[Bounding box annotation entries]
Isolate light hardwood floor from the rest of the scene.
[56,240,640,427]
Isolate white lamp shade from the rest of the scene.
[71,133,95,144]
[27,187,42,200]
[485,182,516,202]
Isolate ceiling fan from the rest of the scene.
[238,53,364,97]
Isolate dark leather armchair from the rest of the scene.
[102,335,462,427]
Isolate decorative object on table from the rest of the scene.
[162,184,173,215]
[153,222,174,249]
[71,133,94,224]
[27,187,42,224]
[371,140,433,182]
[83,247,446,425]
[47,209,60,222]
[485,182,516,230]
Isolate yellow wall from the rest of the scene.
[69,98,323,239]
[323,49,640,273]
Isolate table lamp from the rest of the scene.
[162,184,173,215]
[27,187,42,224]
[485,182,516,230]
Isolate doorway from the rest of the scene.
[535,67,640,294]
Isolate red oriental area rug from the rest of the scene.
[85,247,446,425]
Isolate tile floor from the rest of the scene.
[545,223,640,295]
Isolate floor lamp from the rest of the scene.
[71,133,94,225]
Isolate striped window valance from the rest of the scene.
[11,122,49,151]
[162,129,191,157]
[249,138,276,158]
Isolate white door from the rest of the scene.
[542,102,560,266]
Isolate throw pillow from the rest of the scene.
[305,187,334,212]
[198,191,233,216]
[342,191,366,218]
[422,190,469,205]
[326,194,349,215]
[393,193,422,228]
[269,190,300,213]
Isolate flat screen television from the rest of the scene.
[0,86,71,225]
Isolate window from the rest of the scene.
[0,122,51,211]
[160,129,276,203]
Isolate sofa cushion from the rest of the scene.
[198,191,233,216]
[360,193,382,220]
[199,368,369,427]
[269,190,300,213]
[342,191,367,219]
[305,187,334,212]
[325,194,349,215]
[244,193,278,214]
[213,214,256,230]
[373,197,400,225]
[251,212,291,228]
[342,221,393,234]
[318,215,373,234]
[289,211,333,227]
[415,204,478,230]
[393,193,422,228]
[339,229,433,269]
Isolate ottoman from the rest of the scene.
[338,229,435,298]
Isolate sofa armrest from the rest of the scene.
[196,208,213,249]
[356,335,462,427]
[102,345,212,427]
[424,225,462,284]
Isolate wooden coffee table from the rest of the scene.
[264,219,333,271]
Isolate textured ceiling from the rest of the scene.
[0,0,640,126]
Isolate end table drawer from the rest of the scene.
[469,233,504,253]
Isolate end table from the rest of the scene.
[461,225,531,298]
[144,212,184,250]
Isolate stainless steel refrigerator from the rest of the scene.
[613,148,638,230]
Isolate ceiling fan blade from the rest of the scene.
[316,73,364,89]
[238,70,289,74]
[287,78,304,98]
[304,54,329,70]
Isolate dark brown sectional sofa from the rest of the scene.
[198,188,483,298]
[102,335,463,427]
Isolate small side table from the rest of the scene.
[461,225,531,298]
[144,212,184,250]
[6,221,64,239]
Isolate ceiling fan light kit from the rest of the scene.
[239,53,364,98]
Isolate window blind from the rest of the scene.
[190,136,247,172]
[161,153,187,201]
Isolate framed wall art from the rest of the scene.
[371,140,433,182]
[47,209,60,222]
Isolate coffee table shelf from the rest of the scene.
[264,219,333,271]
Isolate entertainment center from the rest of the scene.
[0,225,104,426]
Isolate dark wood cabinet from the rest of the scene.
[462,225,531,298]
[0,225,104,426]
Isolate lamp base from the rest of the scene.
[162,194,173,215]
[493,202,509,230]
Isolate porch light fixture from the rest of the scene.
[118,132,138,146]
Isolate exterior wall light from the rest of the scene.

[TASK DIRECTIONS] Turn every line of the records above into a numbered list, skipping any blank lines.

[COMPLETE ANSWER]
1. Isolate light hardwood floor from the rest of the scene.
2. [56,240,640,427]
3. Isolate white lamp shade from the rest of the scene.
4. [71,133,95,144]
5. [27,187,42,200]
6. [485,182,516,202]
7. Isolate ceiling fan from the rest of the scene.
8. [238,53,364,97]
9. Isolate dark leather armchair from the rest of the scene.
10. [102,335,462,427]
11. Isolate decorative object on table from the rest of the scene.
12. [162,184,173,215]
13. [153,222,174,249]
14. [71,133,94,224]
15. [27,187,42,224]
16. [371,140,433,182]
17. [83,247,446,425]
18. [47,209,60,222]
19. [485,182,516,230]
20. Isolate yellow wall from the rest of the scene.
21. [69,98,323,239]
22. [323,49,640,273]
23. Isolate table lamp from the rest of the scene.
24. [162,184,173,215]
25. [27,187,42,224]
26. [485,182,516,230]
27. Isolate doorway from the rest of the scene.
28. [535,67,640,294]
29. Isolate red oriental area rug from the rest of the scene.
30. [85,247,446,425]
31. Isolate tile floor from the rest of the scene.
32. [545,223,640,295]
33. Isolate floor lamp from the rest of the scene.
34. [71,133,94,225]
35. Isolate striped window valance from the rest of the scene.
36. [11,122,49,151]
37. [162,129,191,157]
38. [249,138,276,158]
39. Isolate white door from the rest of the scene.
40. [542,102,560,266]
41. Isolate throw pillow from the rest of the scene.
42. [305,187,334,212]
43. [198,191,233,216]
44. [342,191,366,218]
45. [422,190,469,205]
46. [326,194,349,215]
47. [393,193,422,228]
48. [269,190,300,213]
49. Isolate flat screen television from the rest of the scene.
50. [0,86,71,225]
51. Isolate window from the rest of the scene.
52. [0,122,51,211]
53. [160,129,276,203]
54. Isolate sofa cushion from the rest of the scene.
55. [198,191,233,216]
56. [360,193,382,220]
57. [199,368,369,427]
58. [269,190,300,213]
59. [342,191,367,219]
60. [305,187,334,212]
61. [325,194,349,215]
62. [244,193,278,214]
63. [213,214,256,230]
64. [373,197,400,225]
65. [251,212,291,228]
66. [342,221,393,234]
67. [318,215,373,234]
68. [289,211,333,227]
69. [415,204,478,230]
70. [393,193,422,228]
71. [339,229,433,269]
72. Isolate ottoman from the rest of the scene.
73. [338,229,435,298]
74. Isolate sofa armrest from the rest of the scene.
75. [196,208,213,249]
76. [356,335,462,427]
77. [102,345,212,427]
78. [424,225,462,284]
79. Isolate wooden coffee table from the rest of the scene.
80. [264,219,333,271]
81. Isolate textured ceiling from the rest of the scene.
82. [0,0,640,126]
83. Isolate end table drawer from the rest of the scene.
84. [469,233,504,253]
85. Isolate end table from the rest of the scene.
86. [461,225,531,298]
87. [144,212,184,250]
88. Isolate stainless steel refrigerator from the rest of the scene.
89. [613,148,638,230]
90. Isolate ceiling fan blade from the rest of the scene.
91. [316,73,364,89]
92. [238,70,289,74]
93. [287,78,304,98]
94. [304,54,329,70]
95. Isolate dark brown sectional sofa from the rest of the scene.
96. [198,188,483,298]
97. [102,335,463,427]
98. Isolate small side table from the rest of the scene.
99. [461,225,531,298]
100. [144,212,184,250]
101. [6,221,64,239]
102. Isolate ceiling fan light kit from the rest of the scene.
103. [239,53,364,98]
104. Isolate window blind from the rest of the scene.
105. [190,136,247,172]
106. [161,153,187,201]
107. Isolate framed wall art from the rest of the scene.
108. [371,140,433,182]
109. [47,209,60,222]
110. Isolate coffee table shelf from the rest of the scene.
111. [264,219,333,271]
112. Isolate entertainment center from the rest of the scene.
113. [0,225,104,426]
114. Isolate dark wood cabinet from the rest of the scene.
115. [462,225,531,298]
116. [0,225,104,426]
117. Isolate lamp base from the rest of the scene.
118. [162,194,173,215]
119. [493,202,509,230]
120. Isolate porch light fixture from the rest of the scene.
121. [118,132,138,146]
122. Isolate exterior wall light from the rest of the scene.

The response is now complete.